WORK REQUEST:
Verbatim copy without images: return all of the data as it stands.

(Spatial localization data)
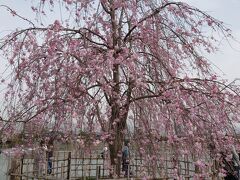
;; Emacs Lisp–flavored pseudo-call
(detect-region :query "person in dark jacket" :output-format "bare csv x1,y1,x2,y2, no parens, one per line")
47,139,54,174
122,141,130,176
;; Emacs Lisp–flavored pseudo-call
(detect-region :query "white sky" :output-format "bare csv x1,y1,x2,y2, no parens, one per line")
0,0,240,82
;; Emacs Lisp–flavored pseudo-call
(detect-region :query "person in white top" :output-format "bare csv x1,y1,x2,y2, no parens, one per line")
101,144,108,159
33,140,47,176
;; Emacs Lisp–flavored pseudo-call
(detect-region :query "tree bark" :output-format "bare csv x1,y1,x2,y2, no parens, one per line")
109,117,127,176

SOLUTION BELOW:
;; Emacs Lisp–flavored pseudo-call
(detect-region :query "person in dark jacket" :output-format "bare csv x1,y1,x2,y2, no parens, one per line")
47,139,54,174
122,141,130,176
;; Emacs Lisp–flavored pseudo-call
(detect-region :query "white sky" :output-format "bare csv x1,y1,x2,y2, no parens, one per line")
0,0,240,82
;; Emacs Lisp–flavored pseudo-call
(detect-region :query "person in white top" :output-format "bare csv x1,y1,x2,y2, no parens, one per line")
101,144,108,159
33,140,47,176
;; Emacs Lisp–flavored pseudo-call
(detect-region :query "tree bark" :output-format "bare csv x1,y1,x2,y2, no parens, one per line")
109,117,127,176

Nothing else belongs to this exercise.